──────── EXTRAIT

Jules César et le percement de Pierre-Pertuis
Au XVe siècle naît une légende selon laquelle le général romain aurait fait ouvrir un passage dans la roche pour aménager la route du col entre Sonceboz et Tavannes. Les haches des armoiries de Bienne rappelleraient ce chantier. Laurent Auberson analyse l’origine de cette tradition.
Dans Passé simple du mois d’avril, il a été question de l’inscription latine surplombant le passage de Pierre-Pertuis. C’est sur la route qui relie dans le Jura bernois la vallée de la Suze à la source de la Birse. Cette inscription, gravée sur les ordres du magistrat d’Avenches Paternus, confirme que c’est à l’époque romaine que fut aménagée la route du col. Le trou naturel dans la roche a été agrandi alors pour permettre le passage. Une tradition née à la fin du Moyen Âge et sans lien avec l’inscription fait de Jules César le créateur de cette voie antique.

────────────────
──────── DONNÉES RECUEILLIES

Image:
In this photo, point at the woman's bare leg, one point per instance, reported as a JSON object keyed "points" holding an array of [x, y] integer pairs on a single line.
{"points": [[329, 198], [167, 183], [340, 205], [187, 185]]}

────────────────

- [VOS TÂCHES]:
**1)** Résumez en deux phrases l'extrait consacré à Pierre-Pertuis.
**2)** Recopiez fidèlement le passage de l'extrait consacré à Pierre-Pertuis qui va de « Jules César et » jusqu'à « cette voie antique. ».
**3)** Répondez brièvement à partir de l'extrait consacré à Pierre-Pertuis :
(a) Entre quelles localités se trouve la route du col ?
(b) Sur les ordres de qui l'inscription latine a-t-elle été gravée ?
(c) Qu'est-ce que les haches des armoiries de Bienne rappelleraient ?

- [RÉPONSES PAR TÂCHE]:
**1)** L'inscription latine gravée sur les ordres du magistrat d'Avenches Paternus au-dessus du passage de Pierre-Pertuis confirme que la route du col a été aménagée à l'époque romaine, le trou naturel dans la roche ayant alors été agrandi. Une légende née au XVe siècle et sans lien avec cette inscription attribue à Jules César l'ouverture du passage, et Laurent Auberson analyse l'origine de cette tradition.

**2)**
Jules César et le percement de Pierre-Pertuis
Au XVe siècle naît une légende selon laquelle le général romain aurait fait ouvrir un passage dans la roche pour aménager la route du col entre Sonceboz et Tavannes. Les haches des armoiries de Bienne rappelleraient ce chantier. Laurent Auberson analyse l’origine de cette tradition.
Dans Passé simple du mois d’avril, il a été question de l’inscription latine surplombant le passage de Pierre-Pertuis. C’est sur la route qui relie dans le Jura bernois la vallée de la Suze à la source de la Birse. Cette inscription, gravée sur les ordres du magistrat d’Avenches Paternus, confirme que c’est à l’époque romaine que fut aménagée la route du col. Le trou naturel dans la roche a été agrandi alors pour permettre le passage. Une tradition née à la fin du Moyen Âge et sans lien avec l’inscription fait de Jules César le créateur de cette voie antique.

**3)**
(a) Entre Sonceboz et Tavannes.
(b) Sur les ordres du magistrat d'Avenches Paternus.
(c) Le chantier de percement du passage dans la roche.